PASSAGE PROVIDED |
----

Sitting inside MADE by DWC, the Downtown Women’s Center’s cheery and spacious cafe and gift boutique, you could almost forget that Skid Row is just outside. While the cafe can offer a respite from harsh reality, the whole point is to be aware of the tent-housed people lining the streets — because MADE by DWC exists to help and empower them.
The Downtown Women’s Center began in 1978 out of a friendship between a homeless woman named Rosa and an outreach worker named Jill Halverson.
“As Jill got to know Rosa, she realized there were absolutely no services for women downtown, even basic places to eat and have a safe place to rest,” says Ana Velouise, DWC’s director of communications and policy. “So Jill took the money she was going to spend on a down payment for a house and opened the Downtown Women’s Center.”
Since then, the original center on Los Angeles Street has expanded its services and opened a resale boutique that sells high-end donated items. A second Downtown Women’s Center location was added a few blocks away on San Pedro Street, along with a cafe and gift boutique in 2011. The cafe serves homeless people, who may come inside for water and a rest, as well as people who work in the area.
All the proceeds from the cafe and boutiques go to Downtown Women’s Center and its programs to help women transition out of homelessness. This includes permanent supportive housing — the two locations have 119 units for single adult women. DWC also has a community-based housing program where case managers throughout L.A. County connect women with housing outside of Skid Row. The center’s health and wellness program includes three meals a day at the center and the only health clinic in the area for homeless women. The clinic addresses physical needs like primary care, STD and HIV testing, tuberculosis and cancer screenings, vaccinations and mammograms as well as mental health needs.
DWC’s two locations serve about 4,000 women a year. Velouise says the average age of the women they see is 55. The 2018 Greater Los Angeles Homeless Count showed that females make up 34 percent of the homeless Skid Row population, a 35 percent increase from 2017. The 62-and-over age group for homeless men and women increased by 5 percent during that time.
In partnership with the Los Angeles Regional Initiative for Social Enterprise (LA:RISE), DWC provides education and job training through MADE by DWC — the center’s cafe, boutiques and handmade goods.
DWC’s cafe and boutiques employ formerly homeless women who have gone through the center’s programs. The goods they sell in the boutiques and online are made by women at the center and include stylish scented candles and soaps as well as one-of-a-kind journals made from old books. The women earn minimum wage to create goods or work at the boutiques and cafes, while also learning skills to hopefully help them for future employment.
“They are trained to work in a retail barista environment like this with the hope and intention that through this training they could go on to become employed at Starbucks or another cafe-type environment,” Velouise says.
The women make all the hot, iced and blended coffee, tea and fruit drinks on site. Of course they have almond and soy milks and the coffee is organic. Chipotle pineapple tea and a passion fruit slush are among the more distinctive offerings. In honor of summer, the current special is an Arnold Palmer. Fake flower garland also hangs from the ceiling this time of year.

----

AIM OF THE EXERCISE | Reproduce the Downtown Women's Center article word for word, beginning at the words "DWC’s two locations" and stopping after "during that time.".

ENTRIES SHOWN |

----

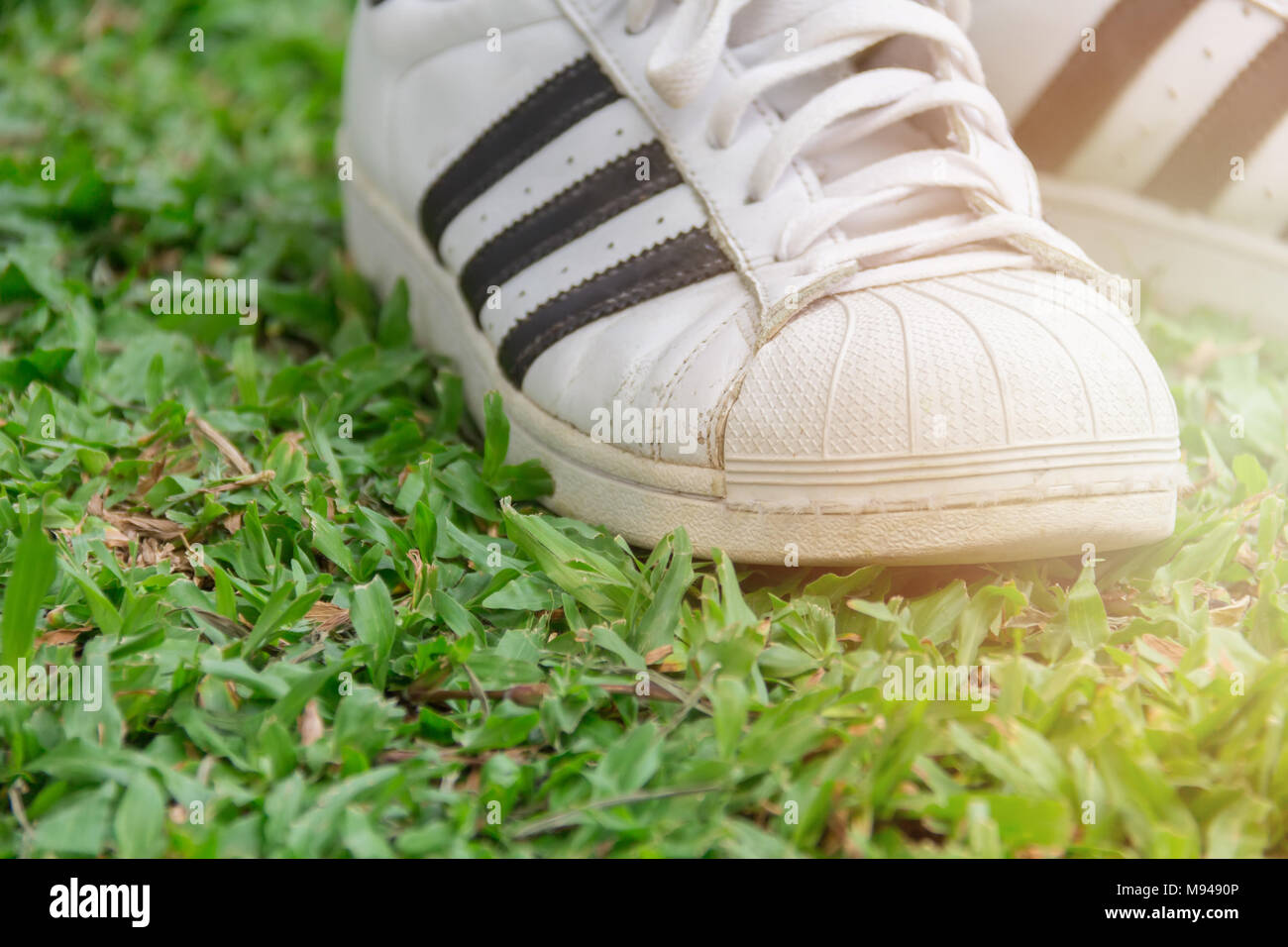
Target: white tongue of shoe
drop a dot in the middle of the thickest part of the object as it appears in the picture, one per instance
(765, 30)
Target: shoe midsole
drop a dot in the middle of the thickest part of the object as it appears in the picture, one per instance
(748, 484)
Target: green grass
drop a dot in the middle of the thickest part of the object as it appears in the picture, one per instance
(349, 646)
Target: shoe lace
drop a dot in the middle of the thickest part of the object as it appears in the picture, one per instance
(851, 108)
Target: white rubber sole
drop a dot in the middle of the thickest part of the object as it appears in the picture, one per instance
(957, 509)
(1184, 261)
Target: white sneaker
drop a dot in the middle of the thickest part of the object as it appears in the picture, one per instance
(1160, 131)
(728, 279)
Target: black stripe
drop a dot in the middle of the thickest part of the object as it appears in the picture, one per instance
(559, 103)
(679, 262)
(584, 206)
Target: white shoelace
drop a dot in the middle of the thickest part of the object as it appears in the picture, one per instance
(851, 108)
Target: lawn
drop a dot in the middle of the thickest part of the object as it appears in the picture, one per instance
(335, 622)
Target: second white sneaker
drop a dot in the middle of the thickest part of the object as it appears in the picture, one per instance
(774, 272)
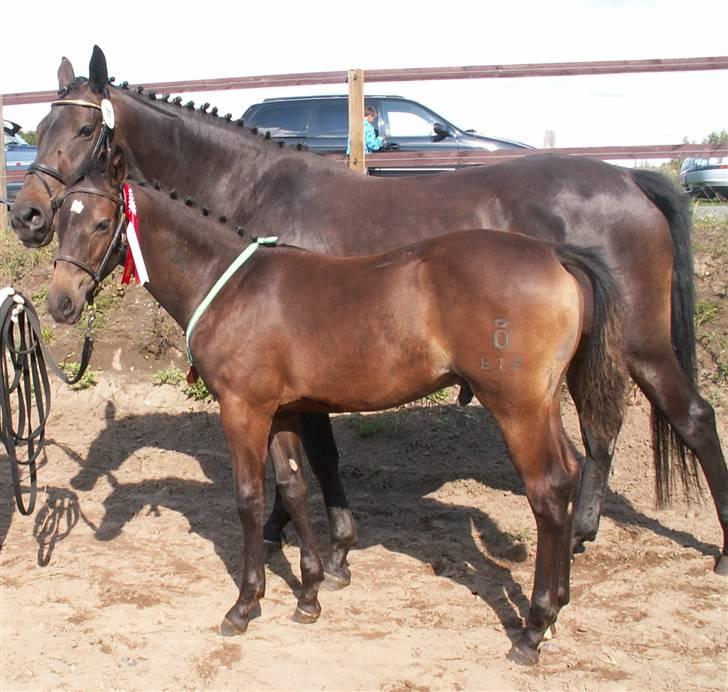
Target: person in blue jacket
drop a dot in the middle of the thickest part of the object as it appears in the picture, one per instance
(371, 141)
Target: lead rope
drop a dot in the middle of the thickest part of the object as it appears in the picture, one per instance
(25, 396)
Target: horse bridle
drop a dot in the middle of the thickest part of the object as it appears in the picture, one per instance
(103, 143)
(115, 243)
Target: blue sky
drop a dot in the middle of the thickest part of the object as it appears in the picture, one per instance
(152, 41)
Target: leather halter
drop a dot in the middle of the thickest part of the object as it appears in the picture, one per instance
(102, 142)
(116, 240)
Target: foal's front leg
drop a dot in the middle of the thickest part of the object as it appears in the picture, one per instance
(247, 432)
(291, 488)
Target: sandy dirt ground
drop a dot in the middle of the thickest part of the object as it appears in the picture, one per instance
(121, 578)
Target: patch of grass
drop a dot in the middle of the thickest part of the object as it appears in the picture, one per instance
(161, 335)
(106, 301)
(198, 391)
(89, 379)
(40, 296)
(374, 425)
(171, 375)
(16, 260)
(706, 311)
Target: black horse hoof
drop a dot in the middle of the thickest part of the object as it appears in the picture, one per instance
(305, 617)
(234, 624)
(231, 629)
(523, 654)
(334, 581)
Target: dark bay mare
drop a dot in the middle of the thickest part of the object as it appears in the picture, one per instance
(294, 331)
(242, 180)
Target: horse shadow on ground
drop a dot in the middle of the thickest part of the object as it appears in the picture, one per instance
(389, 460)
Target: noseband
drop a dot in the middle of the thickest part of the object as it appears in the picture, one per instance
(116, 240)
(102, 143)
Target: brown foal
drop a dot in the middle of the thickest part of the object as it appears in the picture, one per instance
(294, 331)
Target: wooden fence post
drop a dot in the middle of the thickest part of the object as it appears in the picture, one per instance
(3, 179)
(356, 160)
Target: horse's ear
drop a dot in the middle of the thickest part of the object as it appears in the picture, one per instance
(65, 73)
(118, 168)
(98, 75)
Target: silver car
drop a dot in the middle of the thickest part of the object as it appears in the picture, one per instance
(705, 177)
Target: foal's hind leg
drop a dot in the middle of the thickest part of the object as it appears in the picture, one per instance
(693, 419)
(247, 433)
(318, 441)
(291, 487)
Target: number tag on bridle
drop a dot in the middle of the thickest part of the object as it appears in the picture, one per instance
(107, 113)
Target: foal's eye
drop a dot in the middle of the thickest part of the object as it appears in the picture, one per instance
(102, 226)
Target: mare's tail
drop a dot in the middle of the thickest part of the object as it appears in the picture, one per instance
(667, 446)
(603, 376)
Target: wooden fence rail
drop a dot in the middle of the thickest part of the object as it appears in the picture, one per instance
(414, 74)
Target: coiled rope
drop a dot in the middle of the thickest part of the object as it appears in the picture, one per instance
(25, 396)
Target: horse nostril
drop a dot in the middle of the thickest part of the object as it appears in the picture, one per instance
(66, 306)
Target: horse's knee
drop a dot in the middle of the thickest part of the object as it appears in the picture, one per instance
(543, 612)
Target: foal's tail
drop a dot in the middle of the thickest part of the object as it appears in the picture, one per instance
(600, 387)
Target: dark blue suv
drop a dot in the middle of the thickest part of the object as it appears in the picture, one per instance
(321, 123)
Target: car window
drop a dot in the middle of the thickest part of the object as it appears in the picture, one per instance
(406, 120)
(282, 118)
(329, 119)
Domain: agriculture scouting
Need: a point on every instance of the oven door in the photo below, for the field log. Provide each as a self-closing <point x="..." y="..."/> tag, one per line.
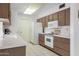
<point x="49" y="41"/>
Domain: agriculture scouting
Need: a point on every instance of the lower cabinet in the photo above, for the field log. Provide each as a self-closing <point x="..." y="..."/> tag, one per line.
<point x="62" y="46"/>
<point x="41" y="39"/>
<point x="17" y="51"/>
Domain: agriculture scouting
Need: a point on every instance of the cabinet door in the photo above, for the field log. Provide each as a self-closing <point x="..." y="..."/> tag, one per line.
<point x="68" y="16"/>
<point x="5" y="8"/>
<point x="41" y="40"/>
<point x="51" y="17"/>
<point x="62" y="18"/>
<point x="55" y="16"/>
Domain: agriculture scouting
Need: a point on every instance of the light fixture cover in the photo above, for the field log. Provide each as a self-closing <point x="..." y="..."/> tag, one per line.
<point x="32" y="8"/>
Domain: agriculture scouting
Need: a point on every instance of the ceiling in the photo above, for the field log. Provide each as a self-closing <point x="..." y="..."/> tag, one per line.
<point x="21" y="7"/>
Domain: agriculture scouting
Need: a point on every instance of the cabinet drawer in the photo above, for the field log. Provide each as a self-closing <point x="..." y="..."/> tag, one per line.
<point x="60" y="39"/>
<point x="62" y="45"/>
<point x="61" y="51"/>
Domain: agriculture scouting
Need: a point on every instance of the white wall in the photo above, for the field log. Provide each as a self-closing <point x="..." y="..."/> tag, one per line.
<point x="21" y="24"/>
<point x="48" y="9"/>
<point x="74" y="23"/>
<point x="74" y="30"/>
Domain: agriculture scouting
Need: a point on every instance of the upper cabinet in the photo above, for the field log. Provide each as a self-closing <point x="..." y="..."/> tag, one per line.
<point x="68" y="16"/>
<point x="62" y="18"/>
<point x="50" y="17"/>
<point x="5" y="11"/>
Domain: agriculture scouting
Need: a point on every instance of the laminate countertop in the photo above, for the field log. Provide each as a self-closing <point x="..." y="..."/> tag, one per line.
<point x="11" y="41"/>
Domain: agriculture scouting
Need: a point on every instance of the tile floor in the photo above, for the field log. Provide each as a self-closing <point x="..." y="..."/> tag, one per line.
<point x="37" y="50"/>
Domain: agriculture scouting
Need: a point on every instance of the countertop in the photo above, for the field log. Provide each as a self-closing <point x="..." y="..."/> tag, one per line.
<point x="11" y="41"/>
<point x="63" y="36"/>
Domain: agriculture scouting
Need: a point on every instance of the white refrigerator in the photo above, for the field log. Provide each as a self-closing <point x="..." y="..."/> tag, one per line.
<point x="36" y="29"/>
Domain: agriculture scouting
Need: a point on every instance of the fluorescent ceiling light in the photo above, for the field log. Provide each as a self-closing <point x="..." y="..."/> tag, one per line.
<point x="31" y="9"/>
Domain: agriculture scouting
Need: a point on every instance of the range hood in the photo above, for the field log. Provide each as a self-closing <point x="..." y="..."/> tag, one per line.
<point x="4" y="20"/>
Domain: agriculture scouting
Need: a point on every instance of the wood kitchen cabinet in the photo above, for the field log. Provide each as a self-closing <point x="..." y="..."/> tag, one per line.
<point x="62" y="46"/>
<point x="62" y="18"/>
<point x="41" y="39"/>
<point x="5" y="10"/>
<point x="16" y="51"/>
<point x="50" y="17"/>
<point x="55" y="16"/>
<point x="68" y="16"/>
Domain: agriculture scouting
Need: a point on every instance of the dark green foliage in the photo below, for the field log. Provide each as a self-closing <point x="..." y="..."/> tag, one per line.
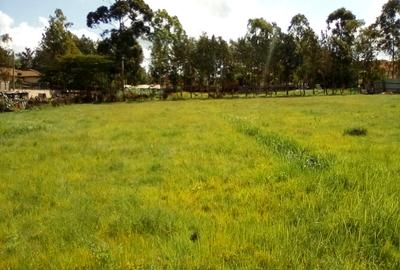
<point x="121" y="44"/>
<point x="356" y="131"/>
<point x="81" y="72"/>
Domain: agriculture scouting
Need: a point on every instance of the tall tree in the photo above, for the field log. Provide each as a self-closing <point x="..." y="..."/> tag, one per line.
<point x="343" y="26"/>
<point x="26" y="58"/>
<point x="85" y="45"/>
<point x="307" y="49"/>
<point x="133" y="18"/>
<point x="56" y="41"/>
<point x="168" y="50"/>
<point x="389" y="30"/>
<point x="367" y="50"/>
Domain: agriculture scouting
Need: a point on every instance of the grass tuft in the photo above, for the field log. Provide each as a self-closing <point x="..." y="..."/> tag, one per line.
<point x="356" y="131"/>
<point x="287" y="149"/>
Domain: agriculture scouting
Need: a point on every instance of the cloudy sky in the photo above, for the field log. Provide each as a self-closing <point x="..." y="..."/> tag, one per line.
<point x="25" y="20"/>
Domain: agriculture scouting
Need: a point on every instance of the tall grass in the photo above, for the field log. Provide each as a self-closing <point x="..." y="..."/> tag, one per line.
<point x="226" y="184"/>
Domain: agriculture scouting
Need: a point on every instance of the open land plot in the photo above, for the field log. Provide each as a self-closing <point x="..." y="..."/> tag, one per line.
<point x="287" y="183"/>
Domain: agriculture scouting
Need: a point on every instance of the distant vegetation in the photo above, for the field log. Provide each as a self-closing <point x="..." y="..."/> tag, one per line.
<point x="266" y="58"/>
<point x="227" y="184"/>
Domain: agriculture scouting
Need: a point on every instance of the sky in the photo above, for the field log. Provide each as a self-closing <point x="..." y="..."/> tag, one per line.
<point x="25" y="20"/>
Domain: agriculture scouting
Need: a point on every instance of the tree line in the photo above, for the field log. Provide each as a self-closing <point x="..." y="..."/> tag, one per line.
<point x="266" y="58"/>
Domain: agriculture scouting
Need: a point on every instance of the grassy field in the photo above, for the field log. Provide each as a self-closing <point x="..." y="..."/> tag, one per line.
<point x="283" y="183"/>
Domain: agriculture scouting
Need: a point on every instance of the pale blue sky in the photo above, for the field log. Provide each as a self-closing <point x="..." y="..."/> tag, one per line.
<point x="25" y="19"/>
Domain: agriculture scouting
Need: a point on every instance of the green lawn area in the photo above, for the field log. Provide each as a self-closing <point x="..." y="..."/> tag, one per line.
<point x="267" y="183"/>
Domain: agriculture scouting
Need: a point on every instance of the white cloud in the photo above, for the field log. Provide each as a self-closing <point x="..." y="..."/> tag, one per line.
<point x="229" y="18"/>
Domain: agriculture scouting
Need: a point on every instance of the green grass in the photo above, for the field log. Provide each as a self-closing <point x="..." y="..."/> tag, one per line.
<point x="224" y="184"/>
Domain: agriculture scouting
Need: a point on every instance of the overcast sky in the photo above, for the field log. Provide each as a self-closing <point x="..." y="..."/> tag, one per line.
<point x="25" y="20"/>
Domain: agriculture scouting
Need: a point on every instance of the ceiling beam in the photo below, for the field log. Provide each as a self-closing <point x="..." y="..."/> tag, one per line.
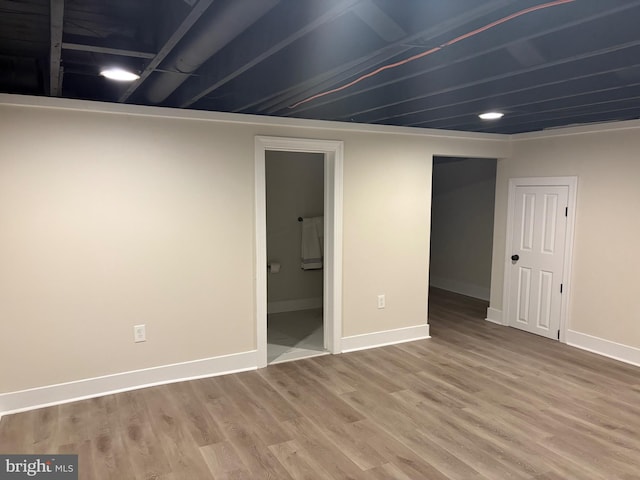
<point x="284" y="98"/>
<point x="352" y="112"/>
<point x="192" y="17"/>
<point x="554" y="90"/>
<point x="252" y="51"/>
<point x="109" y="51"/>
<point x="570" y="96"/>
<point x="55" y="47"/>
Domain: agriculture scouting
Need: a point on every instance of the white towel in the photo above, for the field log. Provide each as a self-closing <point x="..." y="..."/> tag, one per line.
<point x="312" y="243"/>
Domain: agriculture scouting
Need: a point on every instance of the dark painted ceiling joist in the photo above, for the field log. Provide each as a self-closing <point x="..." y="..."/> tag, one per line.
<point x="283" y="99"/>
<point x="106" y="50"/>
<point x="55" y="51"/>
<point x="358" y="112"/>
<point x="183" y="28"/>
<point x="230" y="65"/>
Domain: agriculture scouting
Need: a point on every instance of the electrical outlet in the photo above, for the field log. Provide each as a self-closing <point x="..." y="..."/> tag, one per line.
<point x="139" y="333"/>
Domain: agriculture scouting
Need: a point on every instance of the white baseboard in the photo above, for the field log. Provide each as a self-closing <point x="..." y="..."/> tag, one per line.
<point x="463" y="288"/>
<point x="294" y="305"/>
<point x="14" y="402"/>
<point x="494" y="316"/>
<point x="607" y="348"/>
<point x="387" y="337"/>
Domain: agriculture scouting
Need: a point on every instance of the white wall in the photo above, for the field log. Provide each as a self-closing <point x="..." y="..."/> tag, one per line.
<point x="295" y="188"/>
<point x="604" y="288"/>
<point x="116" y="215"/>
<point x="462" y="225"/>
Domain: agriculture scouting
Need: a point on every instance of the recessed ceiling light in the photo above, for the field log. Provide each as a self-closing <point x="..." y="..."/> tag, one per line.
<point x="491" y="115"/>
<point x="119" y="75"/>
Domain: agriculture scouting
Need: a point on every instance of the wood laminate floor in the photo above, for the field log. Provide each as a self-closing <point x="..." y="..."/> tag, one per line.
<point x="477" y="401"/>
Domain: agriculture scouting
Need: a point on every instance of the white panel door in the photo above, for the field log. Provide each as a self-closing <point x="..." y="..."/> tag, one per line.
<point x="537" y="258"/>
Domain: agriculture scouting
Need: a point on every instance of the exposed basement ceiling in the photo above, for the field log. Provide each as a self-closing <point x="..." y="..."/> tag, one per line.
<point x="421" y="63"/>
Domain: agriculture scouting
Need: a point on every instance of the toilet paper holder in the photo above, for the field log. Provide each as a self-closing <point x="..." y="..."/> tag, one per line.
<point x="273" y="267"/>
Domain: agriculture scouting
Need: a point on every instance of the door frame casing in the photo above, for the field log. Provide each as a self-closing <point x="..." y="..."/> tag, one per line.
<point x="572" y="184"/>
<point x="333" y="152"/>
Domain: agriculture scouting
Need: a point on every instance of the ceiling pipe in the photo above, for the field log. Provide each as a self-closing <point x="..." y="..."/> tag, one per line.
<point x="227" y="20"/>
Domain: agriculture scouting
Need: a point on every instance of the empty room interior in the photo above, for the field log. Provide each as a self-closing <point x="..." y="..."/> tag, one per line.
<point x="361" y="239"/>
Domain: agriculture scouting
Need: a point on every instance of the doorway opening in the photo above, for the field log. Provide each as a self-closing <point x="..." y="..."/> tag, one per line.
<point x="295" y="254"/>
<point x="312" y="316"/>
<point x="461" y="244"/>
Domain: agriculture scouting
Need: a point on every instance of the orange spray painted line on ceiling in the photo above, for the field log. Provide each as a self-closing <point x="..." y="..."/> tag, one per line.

----

YOUR SOLUTION |
DWC’s two locations serve about 4,000 women a year. Velouise says the average age of the women they see is 55. The 2018 Greater Los Angeles Homeless Count showed that females make up 34 percent of the homeless Skid Row population, a 35 percent increase from 2017. The 62-and-over age group for homeless men and women increased by 5 percent during that time.